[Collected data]
§
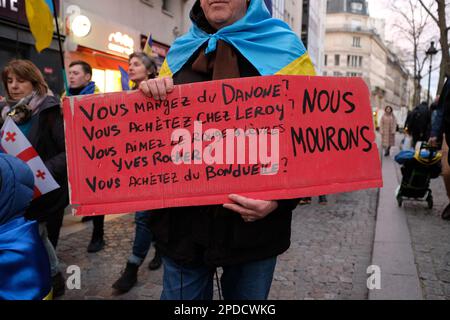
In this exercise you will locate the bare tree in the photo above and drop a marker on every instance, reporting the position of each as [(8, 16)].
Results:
[(412, 23), (441, 20)]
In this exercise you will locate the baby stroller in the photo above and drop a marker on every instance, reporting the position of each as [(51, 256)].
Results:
[(418, 168)]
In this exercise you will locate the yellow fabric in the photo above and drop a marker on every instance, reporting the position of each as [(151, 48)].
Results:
[(301, 67), (165, 70), (41, 23)]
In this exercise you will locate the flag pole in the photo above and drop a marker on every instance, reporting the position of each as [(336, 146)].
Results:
[(61, 54)]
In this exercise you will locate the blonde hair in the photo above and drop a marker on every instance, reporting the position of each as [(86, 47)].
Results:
[(26, 70)]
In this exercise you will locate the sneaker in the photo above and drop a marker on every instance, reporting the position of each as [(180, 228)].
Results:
[(446, 213), (323, 200), (58, 285), (128, 278), (156, 261), (96, 245)]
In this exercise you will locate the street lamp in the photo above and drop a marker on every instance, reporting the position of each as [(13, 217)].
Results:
[(430, 52)]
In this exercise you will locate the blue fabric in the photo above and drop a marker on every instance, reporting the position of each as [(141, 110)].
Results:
[(257, 36), (248, 281), (89, 89), (24, 263), (124, 79)]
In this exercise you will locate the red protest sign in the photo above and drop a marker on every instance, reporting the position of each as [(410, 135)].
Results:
[(267, 138)]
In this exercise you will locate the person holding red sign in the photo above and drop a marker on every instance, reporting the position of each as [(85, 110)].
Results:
[(38, 115), (228, 39)]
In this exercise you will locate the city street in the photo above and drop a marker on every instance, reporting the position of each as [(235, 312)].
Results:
[(331, 249)]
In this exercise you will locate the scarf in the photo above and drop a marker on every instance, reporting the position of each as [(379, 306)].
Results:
[(32, 103)]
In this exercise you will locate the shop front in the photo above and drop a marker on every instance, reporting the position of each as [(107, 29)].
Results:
[(104, 45), (16, 42)]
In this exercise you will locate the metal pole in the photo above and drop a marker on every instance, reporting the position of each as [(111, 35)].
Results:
[(61, 54), (429, 79)]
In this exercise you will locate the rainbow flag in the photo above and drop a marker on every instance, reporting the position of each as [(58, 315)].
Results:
[(40, 18)]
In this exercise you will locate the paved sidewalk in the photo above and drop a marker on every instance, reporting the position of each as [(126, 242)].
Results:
[(330, 252)]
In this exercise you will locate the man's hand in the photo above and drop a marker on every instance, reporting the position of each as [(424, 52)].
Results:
[(157, 88), (251, 210), (433, 142)]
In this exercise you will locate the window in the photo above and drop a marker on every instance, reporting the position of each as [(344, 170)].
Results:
[(356, 7), (357, 42), (337, 60), (354, 61)]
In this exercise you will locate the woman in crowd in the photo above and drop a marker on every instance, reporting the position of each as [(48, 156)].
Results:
[(387, 129), (37, 113), (141, 68)]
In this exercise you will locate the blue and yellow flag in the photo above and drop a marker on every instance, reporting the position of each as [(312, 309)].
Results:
[(148, 46), (269, 44), (40, 18)]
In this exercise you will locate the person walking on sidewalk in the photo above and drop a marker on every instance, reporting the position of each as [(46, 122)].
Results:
[(141, 68), (440, 133), (80, 83), (388, 127), (418, 123), (230, 39), (38, 115), (24, 264)]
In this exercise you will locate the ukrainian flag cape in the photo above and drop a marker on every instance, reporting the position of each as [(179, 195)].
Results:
[(24, 263), (269, 44)]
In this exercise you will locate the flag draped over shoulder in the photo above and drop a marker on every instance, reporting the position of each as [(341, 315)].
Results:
[(24, 264), (269, 44), (14, 142), (148, 48), (40, 18)]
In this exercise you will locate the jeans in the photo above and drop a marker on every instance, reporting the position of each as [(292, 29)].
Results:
[(142, 239), (54, 263), (248, 281)]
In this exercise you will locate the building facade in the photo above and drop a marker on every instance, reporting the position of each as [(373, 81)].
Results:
[(313, 30), (354, 47)]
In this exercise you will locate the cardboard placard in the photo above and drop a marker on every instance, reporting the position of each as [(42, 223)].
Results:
[(127, 152)]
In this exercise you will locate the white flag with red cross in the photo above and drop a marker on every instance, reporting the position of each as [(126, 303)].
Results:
[(14, 142)]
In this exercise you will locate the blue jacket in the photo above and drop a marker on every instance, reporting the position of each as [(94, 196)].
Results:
[(24, 263), (437, 122)]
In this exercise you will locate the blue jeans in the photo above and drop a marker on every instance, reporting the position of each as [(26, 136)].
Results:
[(248, 281), (142, 239)]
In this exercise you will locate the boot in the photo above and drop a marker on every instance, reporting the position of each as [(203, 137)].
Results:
[(58, 285), (128, 278), (156, 261)]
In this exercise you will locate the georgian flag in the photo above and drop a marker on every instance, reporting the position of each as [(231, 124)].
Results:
[(14, 142)]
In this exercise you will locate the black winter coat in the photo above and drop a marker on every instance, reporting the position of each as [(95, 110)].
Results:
[(46, 135), (213, 235)]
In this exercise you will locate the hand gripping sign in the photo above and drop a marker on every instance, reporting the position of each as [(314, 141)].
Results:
[(269, 138)]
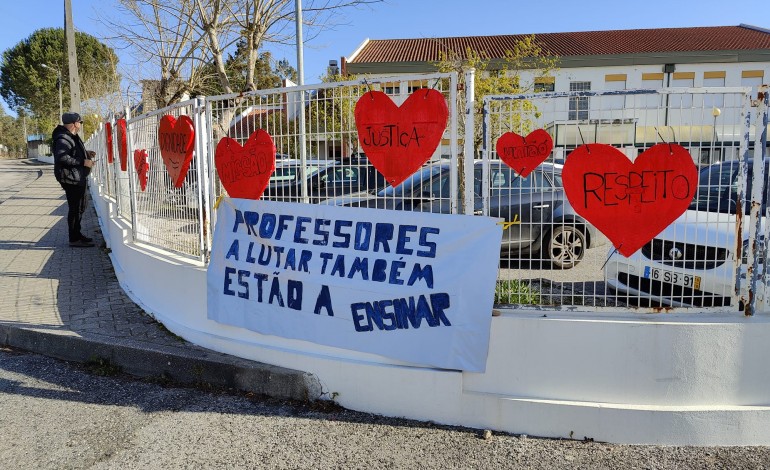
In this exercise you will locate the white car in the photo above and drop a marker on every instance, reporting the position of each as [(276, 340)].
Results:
[(692, 262)]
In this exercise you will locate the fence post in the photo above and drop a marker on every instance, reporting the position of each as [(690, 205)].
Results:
[(757, 252), (130, 170), (469, 149), (204, 193)]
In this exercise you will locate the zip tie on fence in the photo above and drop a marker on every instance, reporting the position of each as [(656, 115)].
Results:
[(608, 258), (588, 149), (368, 87), (219, 200), (670, 150)]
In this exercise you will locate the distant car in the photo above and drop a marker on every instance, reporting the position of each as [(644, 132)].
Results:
[(692, 262), (538, 219), (324, 179)]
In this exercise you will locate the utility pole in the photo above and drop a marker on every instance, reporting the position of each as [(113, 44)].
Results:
[(69, 31), (301, 94)]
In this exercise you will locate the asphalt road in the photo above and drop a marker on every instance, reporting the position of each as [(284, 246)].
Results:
[(57, 415)]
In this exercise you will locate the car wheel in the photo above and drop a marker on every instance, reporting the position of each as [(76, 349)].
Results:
[(566, 246)]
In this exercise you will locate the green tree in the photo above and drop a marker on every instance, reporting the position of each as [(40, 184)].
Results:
[(500, 76), (26, 84), (12, 140)]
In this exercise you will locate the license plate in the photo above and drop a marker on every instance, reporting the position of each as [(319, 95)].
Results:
[(670, 277)]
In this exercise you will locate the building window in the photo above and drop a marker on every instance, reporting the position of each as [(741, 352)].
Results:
[(752, 78), (714, 79), (417, 85), (682, 80), (390, 88), (545, 84), (652, 81), (615, 82), (578, 105)]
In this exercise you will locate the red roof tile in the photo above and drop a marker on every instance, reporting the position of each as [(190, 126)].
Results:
[(633, 41)]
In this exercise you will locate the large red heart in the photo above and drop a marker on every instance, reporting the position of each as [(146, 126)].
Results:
[(122, 146), (630, 202), (524, 154), (398, 140), (108, 133), (142, 167), (176, 138), (245, 171)]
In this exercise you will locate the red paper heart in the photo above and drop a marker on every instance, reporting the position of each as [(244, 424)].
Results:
[(176, 138), (628, 202), (142, 167), (398, 140), (245, 171), (524, 154), (108, 133), (122, 146)]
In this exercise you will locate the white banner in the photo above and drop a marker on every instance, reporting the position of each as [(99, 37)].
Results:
[(414, 286)]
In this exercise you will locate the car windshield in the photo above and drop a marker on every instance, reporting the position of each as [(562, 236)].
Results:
[(414, 181), (285, 174), (718, 188)]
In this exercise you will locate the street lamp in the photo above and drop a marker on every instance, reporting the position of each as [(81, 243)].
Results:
[(714, 112), (58, 85)]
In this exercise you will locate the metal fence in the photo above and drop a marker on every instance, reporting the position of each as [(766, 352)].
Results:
[(166, 214), (551, 256)]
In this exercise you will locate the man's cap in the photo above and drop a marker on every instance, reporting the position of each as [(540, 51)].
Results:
[(69, 118)]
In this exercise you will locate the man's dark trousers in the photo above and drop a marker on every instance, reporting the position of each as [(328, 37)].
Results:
[(75, 194)]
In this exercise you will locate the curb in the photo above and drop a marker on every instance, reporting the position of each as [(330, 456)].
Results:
[(210, 368)]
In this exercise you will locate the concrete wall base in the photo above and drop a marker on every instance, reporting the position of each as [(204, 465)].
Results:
[(623, 377)]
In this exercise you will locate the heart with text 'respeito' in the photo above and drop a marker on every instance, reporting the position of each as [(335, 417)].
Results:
[(108, 134), (176, 138), (245, 170), (397, 140), (120, 124), (629, 202), (142, 167), (524, 154)]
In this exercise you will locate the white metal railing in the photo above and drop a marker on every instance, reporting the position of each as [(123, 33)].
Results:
[(535, 270), (541, 226)]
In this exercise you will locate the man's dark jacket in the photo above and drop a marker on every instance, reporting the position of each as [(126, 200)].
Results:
[(69, 154)]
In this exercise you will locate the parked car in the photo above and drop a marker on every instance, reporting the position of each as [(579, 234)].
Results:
[(692, 262), (538, 220), (324, 179)]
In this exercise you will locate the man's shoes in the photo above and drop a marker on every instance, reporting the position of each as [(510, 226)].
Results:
[(81, 244)]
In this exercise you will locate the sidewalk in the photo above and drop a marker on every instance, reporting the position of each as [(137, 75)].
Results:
[(66, 302)]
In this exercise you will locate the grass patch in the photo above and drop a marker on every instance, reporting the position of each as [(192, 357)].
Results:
[(515, 292), (103, 367)]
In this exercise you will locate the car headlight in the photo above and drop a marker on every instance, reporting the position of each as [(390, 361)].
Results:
[(759, 252)]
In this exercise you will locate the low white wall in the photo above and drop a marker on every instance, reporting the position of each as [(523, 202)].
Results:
[(678, 379)]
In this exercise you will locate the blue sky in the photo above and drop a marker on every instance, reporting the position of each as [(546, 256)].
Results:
[(424, 19)]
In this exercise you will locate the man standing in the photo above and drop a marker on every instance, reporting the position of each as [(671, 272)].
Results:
[(72, 164)]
§
> THE REQUEST: Switch "metal fence" to "iron railing" in the records between the line holding "In this exercise you will locate the red paper" and the line holding "[(166, 214), (551, 256)]", inclusive, and give back only those lines with nothing else altered.

> EXPECTED OUTPUT:
In this exercise you will locate the red paper heart in the photo above and drop a marker on every instance, reporting the position of each as [(244, 424)].
Results:
[(176, 138), (628, 202), (142, 167), (398, 140), (245, 171), (524, 154), (108, 133), (122, 146)]
In this exercise you will locate the white banner in the photo above and drop a marker on every instance, reporting the position of each as [(99, 37)].
Results:
[(414, 286)]
In this exercise you will locate the car windshield in the photo above and drop a marker on every instance, reporting the position of each as [(562, 236)].
Results:
[(414, 181), (285, 174), (718, 188)]
In this exercise you will locate the street lamp in the photo above and drop a marker on every instance, reporting the position of each as [(81, 243)].
Results:
[(714, 112), (58, 85)]
In this exercise you will locate the iron railing in the photo above and drop a marker on every instance, reporting the position of each as [(766, 352)].
Results:
[(166, 214), (551, 256)]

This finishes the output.